Продолжите текст о гаданиях у древних римлян, начав сразу после его последнего предложения.

▶ [Отрывок из источника]:

○ ○ ○ ○ ○

В Риме суеверия, вера в сверхъестественное, знамения, чудеса, уважение к гадателям были распространены не меньше, чем в Греции. Достаточно заглянуть в любую книгу исторического труда Тита Ливия, чтобы убедиться: в глазах римлян всякому бедствию предшествует какое-либо неблагоприятное знамение, будь то дождь из камней, таинственные голоса или внезапное падение статуи. Убеждение это сохранялось в народе веками: трезвые, скептические голоса Цицерона и людей, думавших так же, как он, находили мало отклика в душах современников. Вера в гадания составляла неотъемлемую часть и официальной религиозности.
Гаруспики

Древнейшим и едва ли не самым важным для римлян видом гадания были ауспиции — наблюдения за полетом вещих птиц. Об этом способе ворожбы речь еще пойдет дальше, пока стоит только сказать, какую роль сыграл он еще в момент основания Рима. Как известно, братья Ромул и Рем заспорили, где именно следует возвести город. «Уговорившись решить спор с помощью вещих птиц, они сели порознь и стали ждать, и со стороны Рема показалось, говорят, шесть коршунов, а со стороны Ромула — вдвое больше. Некоторые сообщают, что Рем на самом деле увидел своих птиц, а Ромул-де солгал и что лишь когда Рем подошел, тогда только перед глазами Ромула появились двенадцать коршунов». Раскрыв обман, Рем пришел в негодование, братья поссорились, и Ромул или кто-то из его друзей убил Рема; получив таким образом власть над будущим городом, Ромул ввел гадание по птицам в официальную религиозную традицию {Плутарх. Сравнительные жизнеописания. Ромул, IX–X). С тех пор при ауспициях римляне всегда отдавали предпочтение коршунам. Важно было все: и с какой стороны появились птицы, и их количество, и время, когда они показались. Однако еще важнее было то, как жрецы-птицегадатели истолкуют эти предзнаменования.

○ ○ ○ ○ ○

▶ [Исходные данные]:
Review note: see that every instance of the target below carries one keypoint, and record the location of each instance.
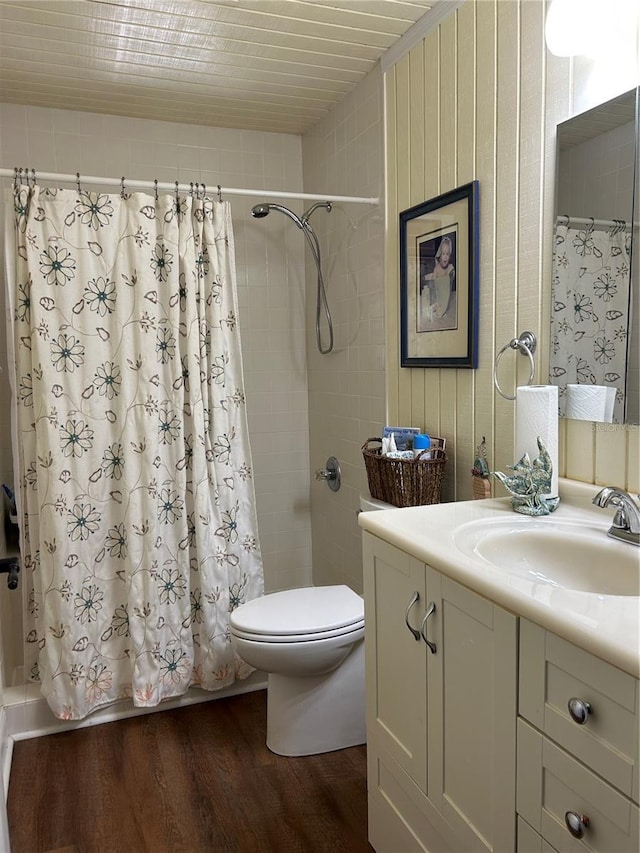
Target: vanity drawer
(552, 672)
(552, 783)
(529, 841)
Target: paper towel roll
(590, 402)
(537, 417)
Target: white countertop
(606, 625)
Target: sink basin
(570, 555)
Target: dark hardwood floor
(194, 780)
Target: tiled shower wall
(270, 264)
(343, 155)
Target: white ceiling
(600, 119)
(275, 65)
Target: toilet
(310, 642)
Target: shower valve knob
(330, 474)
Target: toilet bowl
(310, 642)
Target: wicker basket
(405, 482)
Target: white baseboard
(28, 715)
(6, 750)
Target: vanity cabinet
(441, 710)
(578, 749)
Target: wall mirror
(596, 266)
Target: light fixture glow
(589, 27)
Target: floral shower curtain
(590, 308)
(135, 490)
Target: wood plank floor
(194, 780)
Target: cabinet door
(395, 659)
(472, 694)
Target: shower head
(261, 210)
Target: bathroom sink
(569, 555)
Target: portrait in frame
(439, 281)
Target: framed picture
(439, 281)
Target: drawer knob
(576, 824)
(579, 710)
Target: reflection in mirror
(594, 342)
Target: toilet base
(314, 714)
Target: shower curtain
(590, 307)
(133, 467)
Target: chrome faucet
(626, 521)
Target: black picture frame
(439, 281)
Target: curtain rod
(152, 185)
(600, 224)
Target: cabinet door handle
(430, 610)
(416, 634)
(579, 710)
(576, 824)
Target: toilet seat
(300, 615)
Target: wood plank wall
(479, 98)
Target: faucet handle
(626, 521)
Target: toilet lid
(311, 610)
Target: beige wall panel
(508, 142)
(633, 459)
(391, 248)
(498, 96)
(431, 123)
(486, 154)
(611, 455)
(448, 103)
(403, 171)
(416, 196)
(416, 124)
(466, 172)
(531, 171)
(448, 181)
(580, 451)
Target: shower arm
(262, 210)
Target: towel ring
(526, 343)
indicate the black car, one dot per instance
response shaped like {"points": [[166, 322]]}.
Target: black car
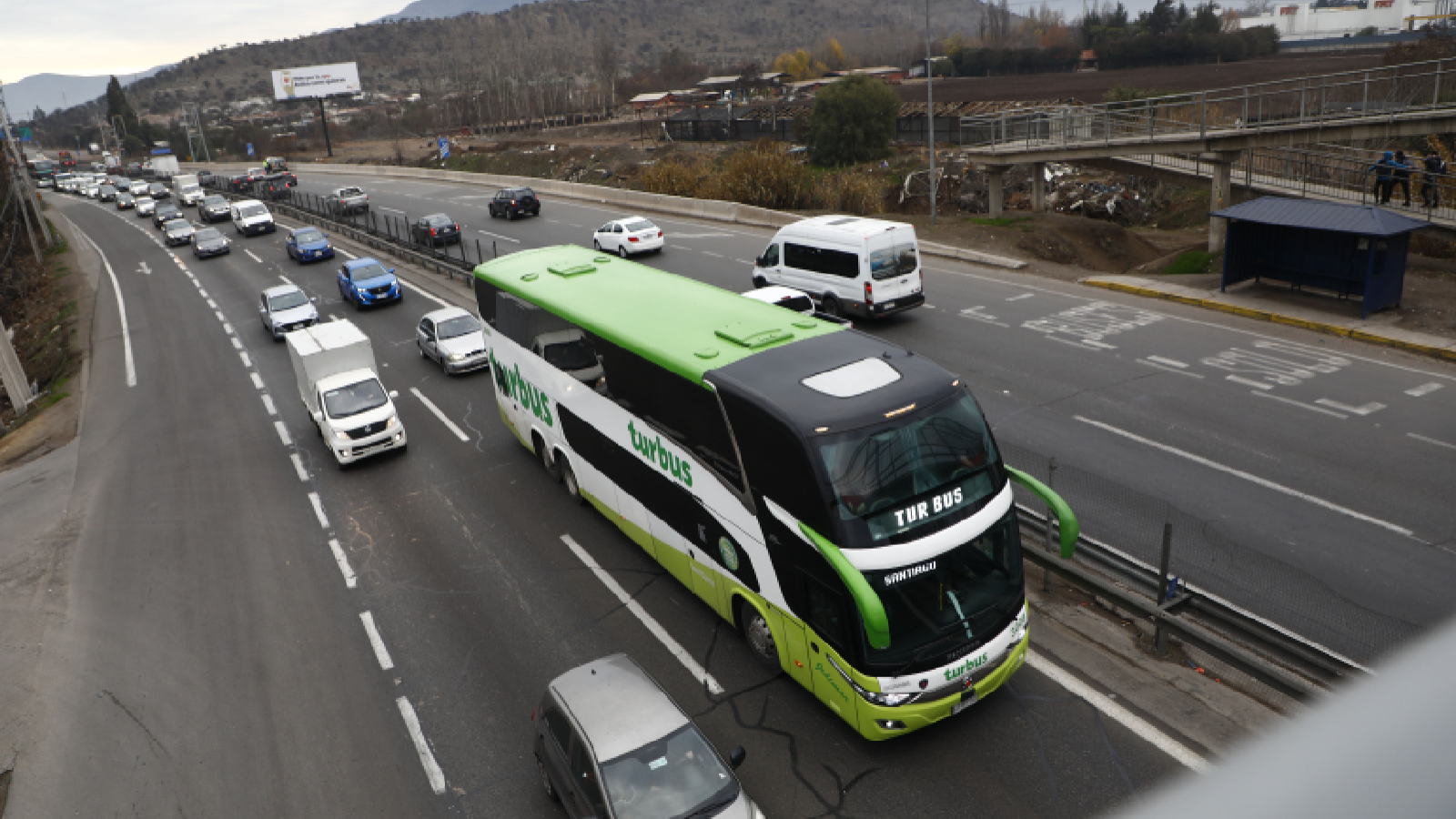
{"points": [[210, 242], [215, 208], [436, 229], [514, 201], [164, 213]]}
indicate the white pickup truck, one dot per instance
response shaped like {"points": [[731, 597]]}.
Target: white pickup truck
{"points": [[339, 382]]}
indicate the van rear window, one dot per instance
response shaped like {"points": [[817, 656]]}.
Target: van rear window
{"points": [[822, 259]]}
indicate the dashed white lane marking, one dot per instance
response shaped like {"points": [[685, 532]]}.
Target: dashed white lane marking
{"points": [[349, 581], [1363, 410], [1431, 440], [1249, 477], [499, 237], [427, 758], [699, 672], [318, 509], [121, 309], [1128, 720], [1249, 382], [1292, 402], [439, 414], [380, 652]]}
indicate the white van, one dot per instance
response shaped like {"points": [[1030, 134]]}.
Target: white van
{"points": [[852, 266], [251, 216]]}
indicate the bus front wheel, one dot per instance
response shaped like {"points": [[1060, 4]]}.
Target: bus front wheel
{"points": [[759, 636]]}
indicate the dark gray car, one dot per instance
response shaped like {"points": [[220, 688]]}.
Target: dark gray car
{"points": [[611, 743]]}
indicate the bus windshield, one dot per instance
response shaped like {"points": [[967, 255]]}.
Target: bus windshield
{"points": [[931, 467]]}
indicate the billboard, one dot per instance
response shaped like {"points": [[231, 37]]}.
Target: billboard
{"points": [[317, 80]]}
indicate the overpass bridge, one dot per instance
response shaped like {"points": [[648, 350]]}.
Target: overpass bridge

○ ○ ○ ○ ○

▶ [Готовое решение]:
Знамением могло явиться и случайно услышанное слово, в котором читалось некое пророчество. Так, консул Луций Эмилий Павел, готовясь в 171 г. до н. э. начать войну с македонским царем Персеем (по- латыни — «Персеус» или «Персес»), пришел однажды домой, и его маленькая дочь сказала ему: «Перса („Персес“ — перс) больше нет» — это была кличка издохшей собаки. Обрадованный консул воспринял это совпадение как благоприятное предзнаменование, смело повел войска в бой и вскоре одержал победу: Персей Македонский попал к римлянам в плен и через два года умер. Еще раньше, в первой половине IV в. до н. э., когда галлы разрушили Рим и сенат стал решать, отстроить ли город на прежнем месте или всем жителям перебраться в лежавшие неподалеку Вейи, за дверью раздался голос центуриона, случайно проходившего мимо со своим отрядом стражи. Центурион велел знаменосцу поставить знамя и сказал: «Останемся здесь». Нечаянно услышав эти слова, сенаторы сочли их вещими и тут же постановили как можно скорее восстановить уничтоженный Рим.